--- Start Material to process ---
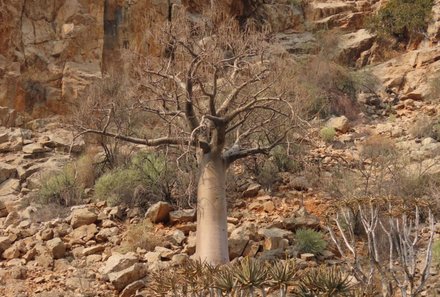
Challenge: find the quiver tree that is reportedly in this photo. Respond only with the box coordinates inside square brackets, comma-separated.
[76, 15, 300, 264]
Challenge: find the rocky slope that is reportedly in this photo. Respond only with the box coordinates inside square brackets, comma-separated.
[0, 0, 440, 296]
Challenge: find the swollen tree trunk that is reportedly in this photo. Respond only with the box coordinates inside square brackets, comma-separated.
[196, 153, 229, 265]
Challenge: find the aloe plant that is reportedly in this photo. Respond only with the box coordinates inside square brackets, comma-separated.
[268, 260, 298, 297]
[234, 257, 268, 297]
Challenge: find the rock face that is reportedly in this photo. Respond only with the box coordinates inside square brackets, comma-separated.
[0, 0, 104, 115]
--- End Material to process ---
Your instructions
Please convert the entries above into a two-column CSV with the header row instruction,boxes, giving one row per entry: its text under instruction and its answer under boxes. Put each value in a single quoted field with any line breaks replaced by spaces, and omit the pictures.

Problem solution
instruction,boxes
"Challenge: find the quiver tree that is reportedly in this photo. Respond only with the box coordinates inside square brackets, comma-separated.","[76, 15, 300, 264]"
"Challenge: find the rocky slope that is reportedly in this photo. Respond only with the box coordinates inside square brackets, comma-separated.","[0, 0, 440, 296]"
"Challenge: find the swollen tree trunk that is reportedly in this photo. Respond only with the box coordinates inside square brackets, comma-separated.","[196, 153, 229, 265]"
"Challenge: find the aloe plant that is reportedly in this photo. Respond only with the box coordinates inside square brackets, comma-separated.","[268, 260, 298, 297] [234, 257, 268, 297]"
"Challenge: find the rock face that is reportedly in this photo. Respond only with the box coordinates inside square brackets, comma-separated.","[0, 0, 104, 115]"